Items stored from a collection
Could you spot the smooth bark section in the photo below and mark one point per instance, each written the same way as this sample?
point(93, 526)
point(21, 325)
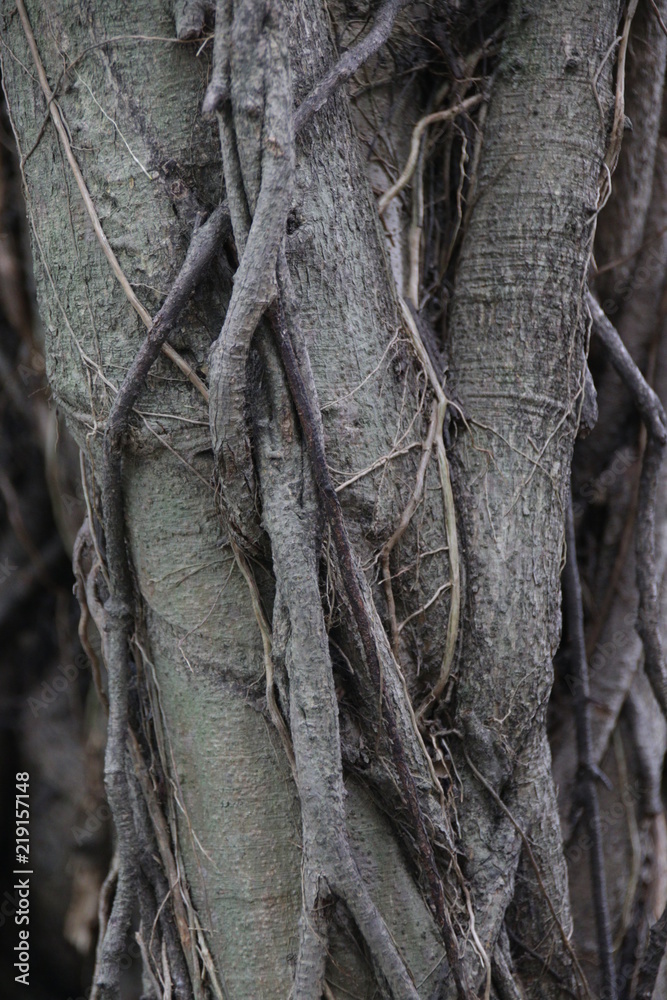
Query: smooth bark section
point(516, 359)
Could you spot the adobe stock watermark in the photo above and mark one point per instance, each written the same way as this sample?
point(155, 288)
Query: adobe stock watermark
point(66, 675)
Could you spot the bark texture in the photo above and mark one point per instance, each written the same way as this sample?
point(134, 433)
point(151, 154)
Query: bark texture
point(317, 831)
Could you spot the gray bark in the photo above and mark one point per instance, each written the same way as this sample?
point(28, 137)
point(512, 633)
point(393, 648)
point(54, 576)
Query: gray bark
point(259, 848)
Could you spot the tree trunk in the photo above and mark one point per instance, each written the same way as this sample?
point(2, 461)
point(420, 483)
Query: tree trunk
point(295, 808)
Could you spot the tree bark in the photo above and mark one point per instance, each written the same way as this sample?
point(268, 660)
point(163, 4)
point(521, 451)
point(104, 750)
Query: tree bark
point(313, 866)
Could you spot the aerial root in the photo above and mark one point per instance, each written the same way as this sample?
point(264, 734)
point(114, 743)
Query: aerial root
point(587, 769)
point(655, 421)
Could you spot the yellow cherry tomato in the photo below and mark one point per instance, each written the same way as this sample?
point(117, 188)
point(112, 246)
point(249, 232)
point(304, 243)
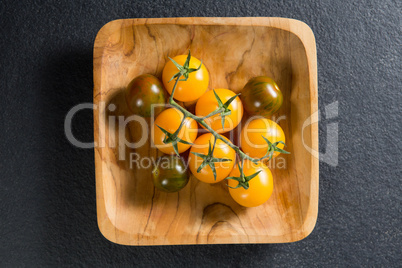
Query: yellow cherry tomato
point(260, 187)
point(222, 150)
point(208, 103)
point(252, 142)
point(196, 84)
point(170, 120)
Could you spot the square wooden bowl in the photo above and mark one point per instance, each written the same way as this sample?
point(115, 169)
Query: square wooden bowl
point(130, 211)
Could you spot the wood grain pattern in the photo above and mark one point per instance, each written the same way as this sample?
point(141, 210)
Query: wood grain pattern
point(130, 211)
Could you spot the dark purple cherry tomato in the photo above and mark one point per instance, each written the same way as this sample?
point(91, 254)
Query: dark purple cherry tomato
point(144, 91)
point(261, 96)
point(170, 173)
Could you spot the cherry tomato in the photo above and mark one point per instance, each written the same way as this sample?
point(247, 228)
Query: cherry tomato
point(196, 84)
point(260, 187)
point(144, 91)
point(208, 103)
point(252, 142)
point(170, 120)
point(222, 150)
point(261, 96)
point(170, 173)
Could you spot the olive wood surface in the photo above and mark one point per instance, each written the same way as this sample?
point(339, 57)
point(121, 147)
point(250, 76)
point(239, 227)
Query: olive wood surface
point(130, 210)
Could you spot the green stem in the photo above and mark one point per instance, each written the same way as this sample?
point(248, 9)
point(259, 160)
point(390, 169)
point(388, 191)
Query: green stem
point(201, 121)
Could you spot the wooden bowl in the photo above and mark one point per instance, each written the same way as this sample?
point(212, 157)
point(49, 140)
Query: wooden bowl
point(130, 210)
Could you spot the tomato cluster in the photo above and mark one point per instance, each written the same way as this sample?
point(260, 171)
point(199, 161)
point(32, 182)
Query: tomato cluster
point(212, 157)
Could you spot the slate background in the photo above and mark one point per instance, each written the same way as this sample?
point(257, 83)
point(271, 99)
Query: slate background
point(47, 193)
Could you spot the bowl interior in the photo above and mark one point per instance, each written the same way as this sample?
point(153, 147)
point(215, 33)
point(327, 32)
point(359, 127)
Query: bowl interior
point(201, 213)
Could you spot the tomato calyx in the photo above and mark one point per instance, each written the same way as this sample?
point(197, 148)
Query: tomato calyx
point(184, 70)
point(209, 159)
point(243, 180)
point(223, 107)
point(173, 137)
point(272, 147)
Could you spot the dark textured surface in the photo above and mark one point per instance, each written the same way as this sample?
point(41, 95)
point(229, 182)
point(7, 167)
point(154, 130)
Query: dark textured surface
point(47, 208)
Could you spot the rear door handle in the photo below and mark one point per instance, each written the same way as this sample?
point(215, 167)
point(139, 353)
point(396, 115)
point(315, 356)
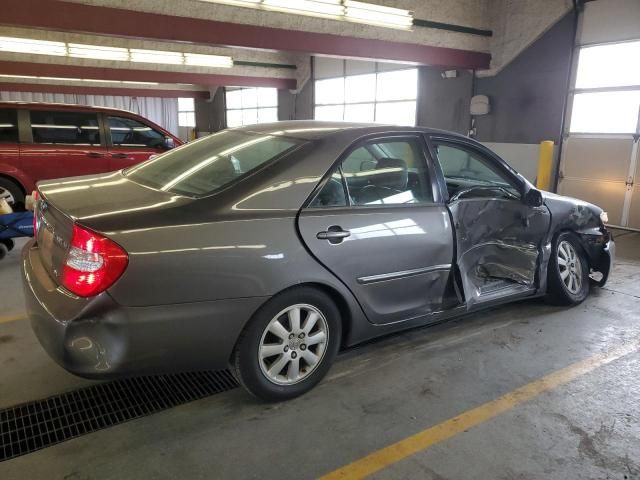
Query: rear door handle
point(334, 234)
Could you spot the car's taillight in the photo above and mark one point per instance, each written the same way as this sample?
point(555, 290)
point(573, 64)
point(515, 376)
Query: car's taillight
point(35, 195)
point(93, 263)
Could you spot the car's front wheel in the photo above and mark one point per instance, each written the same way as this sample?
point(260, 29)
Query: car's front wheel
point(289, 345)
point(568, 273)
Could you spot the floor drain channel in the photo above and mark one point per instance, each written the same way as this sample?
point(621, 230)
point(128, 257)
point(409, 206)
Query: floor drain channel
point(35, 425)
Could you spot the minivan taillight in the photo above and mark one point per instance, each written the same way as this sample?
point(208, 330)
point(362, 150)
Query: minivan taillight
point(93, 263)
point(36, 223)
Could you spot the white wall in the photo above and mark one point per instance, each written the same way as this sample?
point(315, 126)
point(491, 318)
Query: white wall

### WHAT YOU ARE ASKED TO DO
Revise the items above by changing every "mark one point per instance" to "place one point on each instance" and keeping everything else the same. Leave the pictures out of your version.

### FULL RESPONSE
Could you spot the smooth bark section in the photo below and place one point on each instance, each written the same way as this sample?
point(93, 526)
point(21, 325)
Query: smooth bark section
point(516, 359)
Could you spot the adobe stock watermark in the photo above and place one point on each instance, each written the same way as this sample?
point(155, 288)
Query: adobe stock watermark
point(66, 675)
Could you spot the bark texture in the photo above and place one point on each instance, each written the same way as this sample?
point(134, 433)
point(151, 154)
Query: bark texture
point(317, 831)
Could you spot the gray bark in the photo above and place one point on each instance, each written the same way as this sample?
point(28, 137)
point(512, 633)
point(393, 648)
point(54, 576)
Query: gray bark
point(259, 848)
Could you spot the tree trunk in the photo above and place one point on each instance, each written the same way as this sample?
point(2, 461)
point(420, 483)
Query: tree trunk
point(295, 808)
Could you spot the tree bark in the photo above and place one point on each instance, each written the same way as this sample?
point(268, 660)
point(163, 4)
point(521, 451)
point(104, 750)
Query: tree bark
point(313, 866)
Could you spot the aerial root in the photo above and place one point on each instance, each written the same way as this sample?
point(264, 734)
point(114, 743)
Query: aerial root
point(587, 769)
point(655, 421)
Could you spot the yellow cherry tomato in the photo below and place one point on each instance, each written the same way as this sample?
point(117, 188)
point(112, 246)
point(249, 232)
point(304, 243)
Query: yellow cherry tomato
point(260, 187)
point(222, 150)
point(208, 103)
point(252, 142)
point(196, 84)
point(170, 120)
Could you spot the square wooden bowl in the photo above and place one point on each instance, each written the same way as this sample?
point(115, 169)
Query: square wooden bowl
point(130, 211)
Could you spot the wood grain pattern in the photo above and place one point on each instance, each written the same way as this sample?
point(141, 210)
Query: wood grain pattern
point(130, 211)
Could you spot the dark purple cherry tomato in the photo above and place one point on each instance, each written the same way as this sample?
point(91, 254)
Query: dark purple cherry tomato
point(144, 91)
point(261, 96)
point(170, 173)
Could you spot the cherry tomato in the photo above and place one point on each instance, each written the same way as this sample?
point(247, 228)
Query: cherry tomato
point(196, 84)
point(260, 187)
point(144, 91)
point(208, 103)
point(252, 142)
point(170, 120)
point(222, 150)
point(261, 96)
point(170, 173)
Could you spot the olive wood surface in the photo above and place one point on each instance, each written the same way as this sample?
point(339, 57)
point(121, 147)
point(250, 76)
point(239, 227)
Query: olive wood surface
point(130, 210)
Could you spot the green stem in the photo above and place one point on each instance, each written the same way as this sample?
point(248, 9)
point(259, 160)
point(390, 169)
point(388, 191)
Query: green stem
point(201, 121)
Could you spot the wooden bowl in the photo above and place one point on each instance, each written the same way as this sample?
point(212, 157)
point(49, 140)
Query: wooden bowl
point(130, 210)
Could you spot the tomato cluster in the photo above and place one point on each instance, each written the same way as this sample?
point(260, 171)
point(199, 161)
point(32, 182)
Query: tomato cluster
point(212, 157)
Could you spot the slate background in the photo above and place one point on each instance, each written the same way as this sample?
point(257, 83)
point(271, 99)
Query: slate background
point(47, 193)
Could you spot the bowl interior in the photo above and place one point on each instance, each written the same way as this sample?
point(153, 147)
point(215, 33)
point(327, 32)
point(359, 127)
Query: bowl interior
point(201, 213)
Could you spot the tomato calyx in the photo above and place one point on each instance, each written the same way as this sample?
point(197, 148)
Query: tomato calyx
point(184, 70)
point(209, 159)
point(243, 180)
point(223, 107)
point(173, 137)
point(272, 147)
Could you spot the dark textured surface in the photo above and place one point on each instance, each written the same way as this sample?
point(41, 95)
point(229, 182)
point(7, 167)
point(154, 130)
Query: dark textured surface
point(47, 208)
Could you spot the rear door handle in the photo below and place one point on each instance, each written the same way as this sample?
point(215, 167)
point(139, 353)
point(396, 115)
point(315, 356)
Query: rear door handle
point(334, 234)
Could you spot the car's taillight in the photo above and place one point on each instance, each written the same way as this sample?
point(555, 290)
point(573, 64)
point(515, 376)
Query: car's taillight
point(35, 195)
point(93, 263)
Could you spot the car's front wheel in the photo above and place one point on each instance, each written the same way as this sample?
point(260, 29)
Query: car's front wheel
point(289, 345)
point(568, 273)
Could you spot the floor drain channel in the photo above and place one point on each instance, each written the same way as this sample?
point(621, 230)
point(128, 257)
point(409, 206)
Query: floor drain channel
point(35, 425)
Could you spot the minivan taillight in the photo above and place one point on each instance, each written the same way as this sample?
point(208, 330)
point(362, 150)
Query: minivan taillight
point(93, 263)
point(36, 223)
Could you spot the white wall in the photo above and place one point on each instance, each written the same way as this sample?
point(315, 126)
point(491, 318)
Query: white wall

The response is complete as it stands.